* [What this exercise asks]
1 - Translate this sentence from the essay on de-adulting into Spanish: "An adult person is a set of beliefs and behaviors, not our own."
2 - In the essay on de-adulting, how old was the writer at the time identified as "the original me"?

Sunday, May 12, 2013

DE-ADULTING

Children know stuff already at birth.  They know things inside themselves at a cellular, genetic level.  Stuff they do not know they know.  When Uninterrupted or judged by the big people around them, they have access to an endless, limitless source of information: information that can fascinate and startle the adult world of "what is for sure," and has always been "that way."  Adult big people tend to believe that "they" the new little ones, must learn what we learned, and in the same way we learned it.   We came to believe that.  That little person still inside us, our own innocence, knows and feels what is right and true too.  It wants to come to the surface and be lived out.

Sometimes, one of these new beings falls through the cracks of the everyday world, and is seen as a prodigy, brilliant, exceptional, even special.   Yet, she may simply represent all the other brilliant, special and exceptional young people that have gone into hiding from a world that does not see them, thus they do not see themselves either. 

There is no fault here, nor blame, nor make wrong.  It is an adult thing.  We did not grow into adults, we were pushed.  Where it all came from, I do not know.  Doesn't matter.  Well, it does matter a little.  Ummmm, a lot.  Perceiving myself as an adult, and all the self-identities and beliefs I carry, can cut me off from children, from play, from instinct, mostly all that is real and true and loving. 

An adult person is a set of beliefs and behaviors, not our own.  An adult is self-perceived   as a woman or man that behaves in specific ways.  She or he often speaks in a voice of authority, seriousness, and a language never quite their own. Take the adult out of me, and what is left?  Me.  The original me.  In my case, when I was 12 years old.  I remember me.  I freely danced, did hand springs, somersaults, rode my bike down hills that the adult would never do.  The 12 year-old, yet to be adult me, laughed a lot and made other people laugh.   Not at other people, but with them.   He found it difficult to take seriously much of what the adult me now finds important, often requiring a therapist, a "serious" talk or quite possibly, another meeting.    


A young child once told me, "I don't need you to be with me.  I need you to be with yourself.  When you are with yourself, you are with me."

* [Information given]
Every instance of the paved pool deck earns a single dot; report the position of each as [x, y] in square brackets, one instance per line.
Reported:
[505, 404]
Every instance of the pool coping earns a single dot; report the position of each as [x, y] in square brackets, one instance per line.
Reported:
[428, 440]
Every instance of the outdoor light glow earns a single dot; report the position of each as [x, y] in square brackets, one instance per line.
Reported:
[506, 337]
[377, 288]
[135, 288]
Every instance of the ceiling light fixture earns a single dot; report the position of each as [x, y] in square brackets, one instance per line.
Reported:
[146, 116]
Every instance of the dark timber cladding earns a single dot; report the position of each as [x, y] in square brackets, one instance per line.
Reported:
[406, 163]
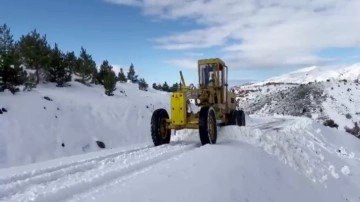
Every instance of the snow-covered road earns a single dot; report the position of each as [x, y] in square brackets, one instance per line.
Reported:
[272, 159]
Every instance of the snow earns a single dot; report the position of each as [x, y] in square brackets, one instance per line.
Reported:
[317, 73]
[34, 129]
[280, 158]
[274, 158]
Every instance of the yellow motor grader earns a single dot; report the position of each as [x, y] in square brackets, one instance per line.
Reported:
[218, 106]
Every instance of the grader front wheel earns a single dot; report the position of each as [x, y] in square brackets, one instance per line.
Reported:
[159, 132]
[207, 126]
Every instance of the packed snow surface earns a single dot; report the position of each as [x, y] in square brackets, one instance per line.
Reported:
[48, 152]
[272, 159]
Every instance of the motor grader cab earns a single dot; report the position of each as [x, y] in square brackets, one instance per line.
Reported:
[217, 106]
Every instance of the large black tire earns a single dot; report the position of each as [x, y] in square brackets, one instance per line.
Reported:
[207, 126]
[237, 117]
[159, 132]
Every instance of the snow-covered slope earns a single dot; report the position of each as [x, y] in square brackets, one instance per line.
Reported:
[316, 73]
[336, 100]
[35, 129]
[272, 159]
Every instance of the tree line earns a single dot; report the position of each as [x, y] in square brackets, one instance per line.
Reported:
[32, 60]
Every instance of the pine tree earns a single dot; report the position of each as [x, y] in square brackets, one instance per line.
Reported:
[85, 67]
[142, 84]
[110, 83]
[132, 75]
[121, 76]
[165, 87]
[34, 50]
[174, 87]
[11, 74]
[105, 68]
[155, 86]
[71, 63]
[6, 39]
[57, 67]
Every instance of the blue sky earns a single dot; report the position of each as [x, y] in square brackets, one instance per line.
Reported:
[162, 38]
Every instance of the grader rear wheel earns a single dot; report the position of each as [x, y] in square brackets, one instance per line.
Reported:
[207, 126]
[159, 132]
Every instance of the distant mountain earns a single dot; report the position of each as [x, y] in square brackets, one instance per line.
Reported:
[315, 73]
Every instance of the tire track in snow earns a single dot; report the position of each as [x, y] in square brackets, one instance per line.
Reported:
[16, 183]
[75, 179]
[34, 173]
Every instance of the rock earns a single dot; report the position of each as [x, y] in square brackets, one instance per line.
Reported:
[47, 98]
[100, 144]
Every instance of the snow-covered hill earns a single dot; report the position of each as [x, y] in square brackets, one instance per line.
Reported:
[316, 73]
[72, 119]
[272, 159]
[48, 148]
[321, 101]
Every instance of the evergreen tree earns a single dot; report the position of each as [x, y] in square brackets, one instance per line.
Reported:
[132, 75]
[11, 74]
[174, 87]
[155, 86]
[110, 83]
[34, 51]
[71, 63]
[105, 68]
[57, 66]
[121, 76]
[85, 67]
[165, 87]
[6, 39]
[142, 84]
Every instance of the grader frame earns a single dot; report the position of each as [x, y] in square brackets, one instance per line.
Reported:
[217, 105]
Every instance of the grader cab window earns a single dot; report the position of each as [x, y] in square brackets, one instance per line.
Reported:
[207, 74]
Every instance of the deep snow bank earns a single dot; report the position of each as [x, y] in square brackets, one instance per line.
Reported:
[36, 129]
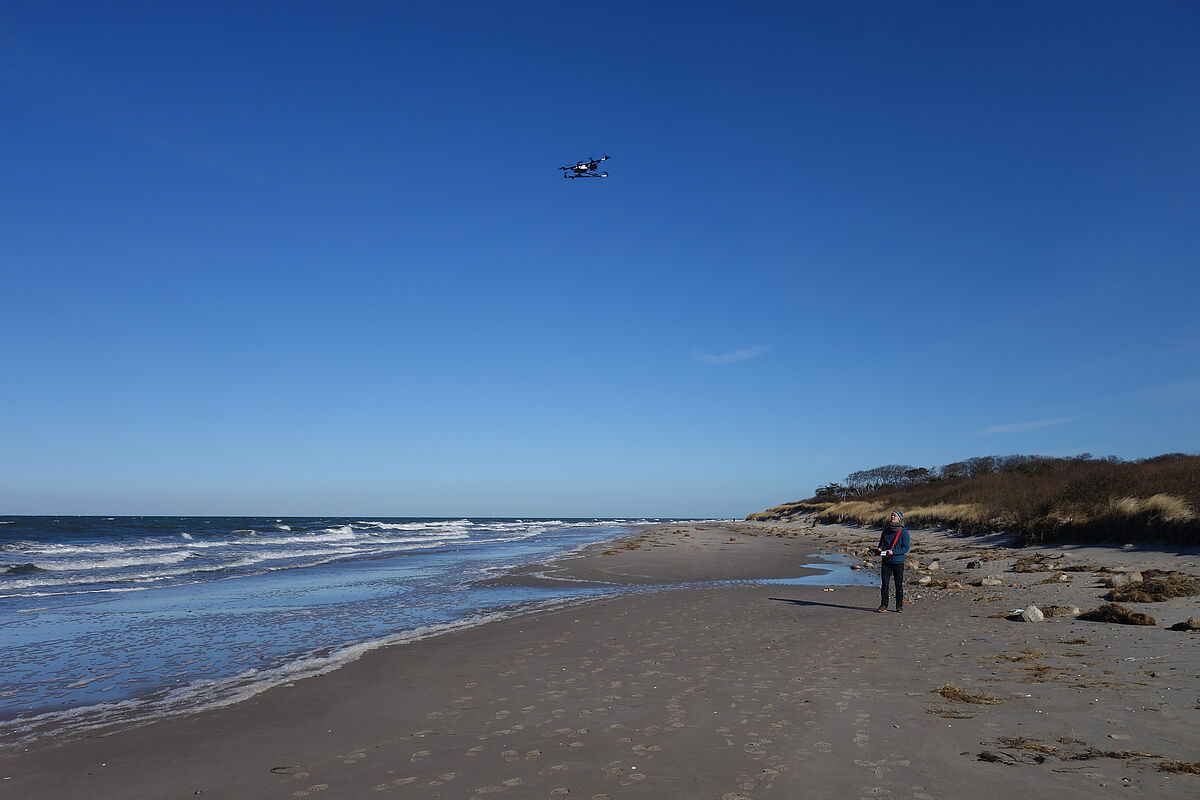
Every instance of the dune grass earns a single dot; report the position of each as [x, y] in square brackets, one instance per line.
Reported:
[1062, 499]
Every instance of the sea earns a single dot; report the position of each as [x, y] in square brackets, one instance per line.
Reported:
[112, 621]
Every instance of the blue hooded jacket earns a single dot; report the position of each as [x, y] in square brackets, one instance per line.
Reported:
[899, 549]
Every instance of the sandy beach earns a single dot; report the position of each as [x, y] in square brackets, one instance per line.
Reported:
[741, 691]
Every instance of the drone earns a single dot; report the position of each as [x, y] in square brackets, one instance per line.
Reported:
[585, 169]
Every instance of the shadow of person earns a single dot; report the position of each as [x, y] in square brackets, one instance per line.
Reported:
[813, 602]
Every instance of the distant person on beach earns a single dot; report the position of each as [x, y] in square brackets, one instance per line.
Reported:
[893, 545]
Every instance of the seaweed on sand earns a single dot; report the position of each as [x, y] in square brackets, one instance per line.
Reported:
[1180, 768]
[1157, 588]
[959, 695]
[1192, 624]
[1085, 753]
[1117, 614]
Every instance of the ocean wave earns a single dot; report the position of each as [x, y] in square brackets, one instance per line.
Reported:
[417, 525]
[112, 564]
[207, 693]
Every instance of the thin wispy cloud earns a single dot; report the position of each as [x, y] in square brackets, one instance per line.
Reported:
[1018, 427]
[730, 358]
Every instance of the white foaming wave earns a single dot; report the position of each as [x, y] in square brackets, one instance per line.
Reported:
[204, 695]
[417, 525]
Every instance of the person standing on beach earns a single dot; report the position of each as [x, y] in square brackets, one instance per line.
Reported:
[893, 545]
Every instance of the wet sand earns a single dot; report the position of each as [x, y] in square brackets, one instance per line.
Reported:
[732, 692]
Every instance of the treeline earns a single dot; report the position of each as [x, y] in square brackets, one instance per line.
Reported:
[893, 475]
[1081, 499]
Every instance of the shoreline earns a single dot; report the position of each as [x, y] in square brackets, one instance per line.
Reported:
[731, 691]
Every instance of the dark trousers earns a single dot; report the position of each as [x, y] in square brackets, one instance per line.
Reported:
[888, 571]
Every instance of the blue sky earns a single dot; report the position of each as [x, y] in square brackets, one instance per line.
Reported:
[305, 258]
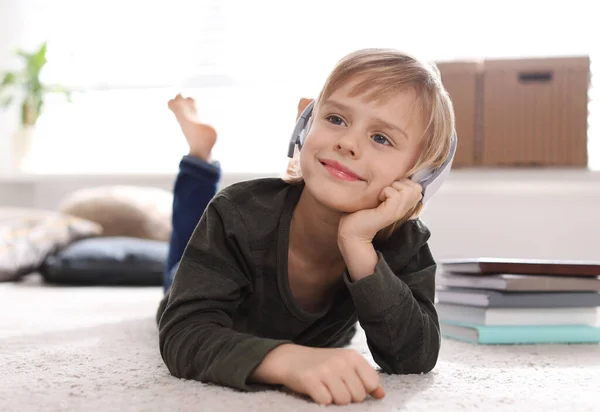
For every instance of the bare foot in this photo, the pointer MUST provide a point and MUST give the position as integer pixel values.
(201, 137)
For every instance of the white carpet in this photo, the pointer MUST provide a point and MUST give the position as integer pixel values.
(95, 349)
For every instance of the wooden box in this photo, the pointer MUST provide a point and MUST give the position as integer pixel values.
(535, 112)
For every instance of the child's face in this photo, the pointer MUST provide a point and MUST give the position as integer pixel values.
(377, 142)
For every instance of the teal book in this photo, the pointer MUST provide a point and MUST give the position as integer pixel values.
(513, 335)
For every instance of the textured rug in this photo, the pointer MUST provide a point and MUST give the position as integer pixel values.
(95, 349)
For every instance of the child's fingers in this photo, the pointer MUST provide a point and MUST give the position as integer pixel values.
(355, 386)
(369, 377)
(319, 392)
(378, 393)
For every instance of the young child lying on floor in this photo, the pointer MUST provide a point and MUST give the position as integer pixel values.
(271, 275)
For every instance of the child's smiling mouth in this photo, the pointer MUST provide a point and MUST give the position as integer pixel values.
(339, 171)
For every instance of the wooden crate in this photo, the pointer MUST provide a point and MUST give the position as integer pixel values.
(462, 80)
(535, 112)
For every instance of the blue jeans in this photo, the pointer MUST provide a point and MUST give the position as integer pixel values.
(195, 186)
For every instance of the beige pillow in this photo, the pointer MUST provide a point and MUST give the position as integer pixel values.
(132, 211)
(28, 236)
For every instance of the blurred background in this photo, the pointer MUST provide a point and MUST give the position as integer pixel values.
(522, 75)
(246, 64)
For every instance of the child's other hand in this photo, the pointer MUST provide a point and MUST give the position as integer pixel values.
(338, 376)
(396, 201)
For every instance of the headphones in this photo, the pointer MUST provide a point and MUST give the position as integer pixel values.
(430, 179)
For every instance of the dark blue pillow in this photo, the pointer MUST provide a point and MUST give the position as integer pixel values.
(108, 261)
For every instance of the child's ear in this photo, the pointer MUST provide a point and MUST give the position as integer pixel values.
(302, 105)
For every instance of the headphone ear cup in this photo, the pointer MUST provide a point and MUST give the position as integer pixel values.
(304, 133)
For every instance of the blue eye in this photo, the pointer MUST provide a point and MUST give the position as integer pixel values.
(333, 119)
(380, 139)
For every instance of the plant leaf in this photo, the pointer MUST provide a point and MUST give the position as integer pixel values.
(39, 58)
(6, 101)
(9, 79)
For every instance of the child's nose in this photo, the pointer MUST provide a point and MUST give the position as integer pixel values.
(348, 145)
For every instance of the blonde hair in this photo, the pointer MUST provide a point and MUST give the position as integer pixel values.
(381, 74)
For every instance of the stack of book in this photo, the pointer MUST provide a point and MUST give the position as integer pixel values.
(503, 301)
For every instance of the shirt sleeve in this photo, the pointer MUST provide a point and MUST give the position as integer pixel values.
(195, 329)
(395, 307)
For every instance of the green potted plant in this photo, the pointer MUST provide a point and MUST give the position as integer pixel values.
(25, 88)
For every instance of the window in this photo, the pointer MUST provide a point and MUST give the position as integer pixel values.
(247, 63)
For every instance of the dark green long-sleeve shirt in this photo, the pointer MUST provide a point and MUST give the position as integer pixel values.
(230, 302)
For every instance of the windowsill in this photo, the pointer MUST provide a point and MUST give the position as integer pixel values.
(460, 180)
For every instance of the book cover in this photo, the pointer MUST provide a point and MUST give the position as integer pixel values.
(511, 282)
(500, 299)
(487, 266)
(517, 316)
(511, 335)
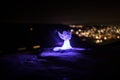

* [Solutions to the exercise]
1 - Una persona adulta es un conjunto de creencias y comportamientos que no son nuestros.

2 - 12 years old.